#### [Dataset records]

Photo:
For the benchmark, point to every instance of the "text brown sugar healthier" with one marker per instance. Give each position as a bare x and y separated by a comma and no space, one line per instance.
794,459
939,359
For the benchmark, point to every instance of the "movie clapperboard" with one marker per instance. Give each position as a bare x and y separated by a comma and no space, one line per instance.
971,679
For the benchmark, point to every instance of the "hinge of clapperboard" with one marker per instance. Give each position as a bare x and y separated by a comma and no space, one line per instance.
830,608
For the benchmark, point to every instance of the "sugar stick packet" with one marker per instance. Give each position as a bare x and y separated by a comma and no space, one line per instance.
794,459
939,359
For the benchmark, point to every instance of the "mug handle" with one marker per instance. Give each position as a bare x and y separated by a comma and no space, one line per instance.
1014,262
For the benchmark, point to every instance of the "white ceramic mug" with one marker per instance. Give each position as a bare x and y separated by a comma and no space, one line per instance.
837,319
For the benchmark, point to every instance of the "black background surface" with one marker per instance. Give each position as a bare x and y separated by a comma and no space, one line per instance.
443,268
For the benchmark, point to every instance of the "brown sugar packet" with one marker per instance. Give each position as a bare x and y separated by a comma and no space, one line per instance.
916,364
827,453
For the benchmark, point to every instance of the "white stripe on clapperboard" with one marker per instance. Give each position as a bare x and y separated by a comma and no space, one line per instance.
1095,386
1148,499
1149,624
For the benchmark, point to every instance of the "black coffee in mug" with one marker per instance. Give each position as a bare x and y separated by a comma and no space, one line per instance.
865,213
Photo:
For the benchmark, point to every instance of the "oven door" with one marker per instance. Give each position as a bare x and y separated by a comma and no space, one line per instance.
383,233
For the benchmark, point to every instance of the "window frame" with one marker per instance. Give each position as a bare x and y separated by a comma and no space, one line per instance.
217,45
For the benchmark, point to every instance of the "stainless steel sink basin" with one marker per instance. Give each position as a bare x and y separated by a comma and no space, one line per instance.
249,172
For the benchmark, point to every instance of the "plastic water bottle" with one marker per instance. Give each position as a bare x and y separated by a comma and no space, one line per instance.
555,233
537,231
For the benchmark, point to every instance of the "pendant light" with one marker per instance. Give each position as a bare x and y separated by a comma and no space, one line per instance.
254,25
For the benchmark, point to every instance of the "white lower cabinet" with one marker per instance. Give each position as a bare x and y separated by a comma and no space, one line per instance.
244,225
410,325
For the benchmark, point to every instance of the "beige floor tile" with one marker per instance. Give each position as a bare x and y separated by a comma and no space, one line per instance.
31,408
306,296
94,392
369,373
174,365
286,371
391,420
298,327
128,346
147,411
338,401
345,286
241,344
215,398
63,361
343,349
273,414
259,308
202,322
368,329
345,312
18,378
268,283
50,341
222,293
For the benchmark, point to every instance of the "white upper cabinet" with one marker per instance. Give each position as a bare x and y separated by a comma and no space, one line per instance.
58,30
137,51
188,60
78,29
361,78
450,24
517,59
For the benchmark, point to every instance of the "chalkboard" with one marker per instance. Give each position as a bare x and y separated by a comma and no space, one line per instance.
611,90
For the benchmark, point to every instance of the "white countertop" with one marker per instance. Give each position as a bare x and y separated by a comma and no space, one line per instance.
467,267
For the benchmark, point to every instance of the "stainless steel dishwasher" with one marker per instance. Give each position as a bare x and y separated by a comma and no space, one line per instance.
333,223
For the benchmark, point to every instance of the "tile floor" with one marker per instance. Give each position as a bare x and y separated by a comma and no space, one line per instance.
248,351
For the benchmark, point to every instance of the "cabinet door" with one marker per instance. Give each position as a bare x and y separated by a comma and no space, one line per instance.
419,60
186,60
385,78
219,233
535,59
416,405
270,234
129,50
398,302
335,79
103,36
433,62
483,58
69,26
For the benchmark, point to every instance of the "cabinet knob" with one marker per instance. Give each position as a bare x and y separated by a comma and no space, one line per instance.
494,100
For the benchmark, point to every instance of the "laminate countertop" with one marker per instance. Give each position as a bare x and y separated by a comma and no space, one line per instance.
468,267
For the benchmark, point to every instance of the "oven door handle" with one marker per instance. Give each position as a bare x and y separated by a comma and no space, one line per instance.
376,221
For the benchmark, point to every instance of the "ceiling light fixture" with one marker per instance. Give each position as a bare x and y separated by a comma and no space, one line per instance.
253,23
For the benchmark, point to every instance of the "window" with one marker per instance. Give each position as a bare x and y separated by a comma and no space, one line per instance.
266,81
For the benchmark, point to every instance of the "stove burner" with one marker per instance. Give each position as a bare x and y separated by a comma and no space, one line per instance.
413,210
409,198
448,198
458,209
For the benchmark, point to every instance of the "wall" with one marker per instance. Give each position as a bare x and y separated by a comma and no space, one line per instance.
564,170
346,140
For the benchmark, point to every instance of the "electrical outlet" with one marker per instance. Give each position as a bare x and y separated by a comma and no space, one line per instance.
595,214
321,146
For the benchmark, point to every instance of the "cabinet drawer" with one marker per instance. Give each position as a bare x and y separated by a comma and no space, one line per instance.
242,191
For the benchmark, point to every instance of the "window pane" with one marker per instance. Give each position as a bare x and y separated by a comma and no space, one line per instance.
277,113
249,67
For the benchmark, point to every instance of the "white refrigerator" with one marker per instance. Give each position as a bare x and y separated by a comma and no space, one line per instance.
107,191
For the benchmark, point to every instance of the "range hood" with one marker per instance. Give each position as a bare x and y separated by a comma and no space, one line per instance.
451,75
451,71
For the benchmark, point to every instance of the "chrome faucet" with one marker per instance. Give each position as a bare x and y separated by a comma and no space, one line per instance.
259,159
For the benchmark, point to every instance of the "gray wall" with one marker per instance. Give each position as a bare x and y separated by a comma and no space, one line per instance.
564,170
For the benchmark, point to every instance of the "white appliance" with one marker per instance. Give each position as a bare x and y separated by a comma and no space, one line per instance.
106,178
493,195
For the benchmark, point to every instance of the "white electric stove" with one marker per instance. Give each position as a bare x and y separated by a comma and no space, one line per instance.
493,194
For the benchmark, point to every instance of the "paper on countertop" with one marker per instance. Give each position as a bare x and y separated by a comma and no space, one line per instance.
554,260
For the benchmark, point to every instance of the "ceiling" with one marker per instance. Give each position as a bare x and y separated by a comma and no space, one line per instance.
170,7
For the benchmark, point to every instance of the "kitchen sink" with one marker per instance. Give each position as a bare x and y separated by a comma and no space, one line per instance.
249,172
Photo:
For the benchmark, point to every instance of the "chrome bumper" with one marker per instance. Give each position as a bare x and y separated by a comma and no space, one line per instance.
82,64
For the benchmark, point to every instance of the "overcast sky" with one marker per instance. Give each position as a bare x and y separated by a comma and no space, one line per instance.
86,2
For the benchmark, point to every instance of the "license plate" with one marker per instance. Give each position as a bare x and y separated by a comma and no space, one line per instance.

#### [What to work on]
Return the entries above exactly, each one complete.

#### [Task output]
Photo:
For the benchmark, point to every instance of the "text brown sugar healthier" with one marker per instance. Give each position as a bare x and y separated by a comma and no space, one line per instance.
794,459
939,359
For the benchmark, point to every instance of the "movie clapperboard" with one marker per instance. Give each position as a bare x and y separated by a comma and no space, one line per instance.
971,679
For the benchmark, point to every instance of the "hinge of clapperboard" with one marker per instance. Give each position as a bare x and y separated by a comma and no space, one line per instance.
830,608
For the benchmark, point to every instance of the "sugar stick packet" with one marker per instance. Give each position as a bare x and y separated by a comma and no space, one line per instance.
794,459
939,359
For the benchmark, point to every instance of the "mug handle" with one marker per instance. Give each position as a bare x and y separated by a comma and no space, one line per instance.
1014,262
For the benchmark, point to every instance of the "white ceramic mug" with one marker per instance. Give each position as a bare x and y separated by a comma and no space, one line per instance.
837,319
For the benchmark, point to every instance of the "black background surface" with one marker per instance. Give each position as a bare x and y separated by a comma and no space, one line per instance.
443,268
For the benchmark, point to every instance of the "brown sugar packet" with one marker per instance. Give each position as a bare x and y separated by a comma and no space, one line per instance.
916,364
827,453
For the benchmark, point to every instance of the "white stripe on clapperboard" with one marker per instance. Give each position as a bare x and y separated by a comma and no space, one line per instance.
1095,386
1148,499
1149,624
For the benchmark, point to every instance of the "black coffee in mug" with one marker per instance. Give each position as a bare x and y separated by a comma and no space, one line per instance.
865,213
Photo:
For the benchmark, point to every instance of the "oven door" with one marker per instance. Give each position as a bare x and y separated by a comma and no space, one line per instance.
383,233
For the benchmark, point to every instance of the "window frame" with one marker per instance. Give each position as a bare x and y separated by a comma and no space, one line per instance.
217,45
For the benchmark, point to every instance of the "stainless steel sink basin" with one marker per instance. Give each position as a bare x and y separated by a comma and no space, one line per instance.
249,172
For the benchmark, point to every instance of the "plastic water bottle" with one marker per instance. Give each position as a bare x and y separated by a comma and no space, one line per instance.
555,233
537,231
For the benchmark, point to every instance of the "pendant light" with one marker per instance. Give each position as a bare x and y separated by a comma and no space, one line per instance.
254,25
For the benchmark, point to every instance of the "white lower cabinet" with one marker per instance. Give each position as a bare x and y separated by a comma and no space, one line per instance.
244,225
410,325
For the benchmark, point to every instance of the "beige floor tile" with one marker per instance. Give each position as a bare x and y separated by a comma and no space, one line per instance.
31,408
306,296
94,392
369,373
174,365
286,371
391,420
298,327
128,346
147,411
338,401
345,286
241,344
215,398
63,361
343,349
273,414
259,308
202,322
368,329
345,312
18,378
268,283
50,341
222,293
For the benchmark, point to every instance of the "white upper cabinet" with one marker per instance. Give each position as a bare x and y separated by a comma and no space, one line per instance.
58,30
137,51
188,60
78,29
361,78
450,24
517,59
For the benchmark, point to every instance of the "chalkboard" with one marker per instance. Give each position as a bare x and y separated by a comma and no space, one line per instance.
611,90
For the benchmark, point to every instance of the "white countertop" with one marker per instance. Give each position as a bare x and y separated by a comma and no space, one line per instance.
467,267
For the benchmark, point to every instance of the "stainless steel dishwasher" with one marker per instance. Give each position as a bare x and y separated by a comma and no space, one line per instance.
333,223
For the benchmark, point to every instance of the "tile floor" with one marker per instance. Give each position as a bare x and y separated by a comma and no space, one line per instance.
248,351
For the benchmark, point to every instance of the "cabinet door" with one marker per instance. Give each position as a bare x and y separated by a comma and no space, one line per instance.
419,60
186,60
385,78
219,233
535,59
416,405
270,234
129,50
398,302
335,79
103,36
433,62
483,58
69,26
For the benchmark, point to every instance of the "cabinet knob" with one marker per instance. Give each position as a bare x and y separated by a comma and no space, one line per instance.
494,100
For the benchmark, point to every instance of the "laminate countertop" with one marker per instance. Give each position as a bare x and y separated by a comma and no space, one line per instance.
468,267
For the benchmark, point to every instance of the "oven door handle" with one marker per instance. Give each position as a bare x and y separated by a comma and no space, one line per instance.
376,221
For the benchmark, point to every instance of the "ceiling light fixture" with one marker per instance. Give each position as a bare x and y separated by a comma and no space, one line per instance.
253,23
For the benchmark, point to every instance of the "window" with one marker per instance. Give each position as a bare x and y separated by a comma and no space, one line per instance.
266,81
For the benchmark, point to every instance of the "stove burner" with one marker per instance. Give each position as a bare x and y separated by a comma and no space, one line per instance.
413,210
409,198
448,198
458,209
For the benchmark, point to every instance of the "wall" with one marker per instance. Give each position as a bare x and y separated by a comma and no space, one line per instance.
564,170
346,140
For the benchmark, point to every instance of the "electrical outlet" with one marker per instance. Give each position as a bare x and y separated by a comma and no space, one line per instance.
595,214
321,146
For the benchmark, point to every instance of the "cabinet drawer" with one marker per instance. Give each position as a bare x and y separated by a comma and no space, one line per instance.
242,191
For the benchmark, point to every instance of the "window pane" with one marker per instance. Give each position as a bare x and y separated by a comma and no space, one line per instance.
277,113
249,67
For the benchmark, point to every instance of the "white refrigerator" with one marker per instance. Give each position as a bare x and y separated by a comma and no space, one line per instance.
107,191
For the benchmark, point to every instance of the "range hood" with one marker per instance. Give each position as a bare x and y separated by a comma and no space, one line per instance.
451,75
451,71
For the benchmark, point to every instance of the "chrome faucet" with one marker per instance. Give each position as a bare x and y separated by a comma and no space, one line per instance.
259,159
For the benchmark, point to every instance of the "gray wall" with one marker per instance. Give each position as a bare x and y separated by a comma and no space, one line per instance.
564,170
For the benchmark, point to every instance of the "white appliance" with one marker per instance. Give each position as a bare x and y separated by a comma and no space, one line per instance.
106,178
493,195
For the benchmark, point to every instance of the "white electric stove" with one marker per instance. Give each position as a bare x and y separated by a comma and no space, one line per instance.
493,194
For the benchmark, point to every instance of the "paper on countertop" with one marker per instance. Give each position as a bare x and y separated by a comma and no space, one line per instance.
554,260
For the benchmark, point to every instance of the "ceiling" with one marker per instance. Give each position as a bare x and y separated by a comma and no space, one line per instance.
170,7
For the benchmark, point to every instance of the "kitchen sink" with one marker per instance. Give each position as a bare x and y separated by a comma and no space, one line per instance.
249,172
Photo:
For the benchmark, point to every instance of the "chrome bumper" with one marker per instance. Give each position as a bare x and y separated by a comma and no space, one line per instance.
82,64
For the benchmark, point to every instance of the "overcast sky" with one marker per instance. Give each position as a bare x and y separated by a comma and no space, one line per instance.
86,2
For the benchmark, point to every instance of the "license plate" with one marker per instance. Give each position as a bare x and y separated by a comma and no space, one line per instance.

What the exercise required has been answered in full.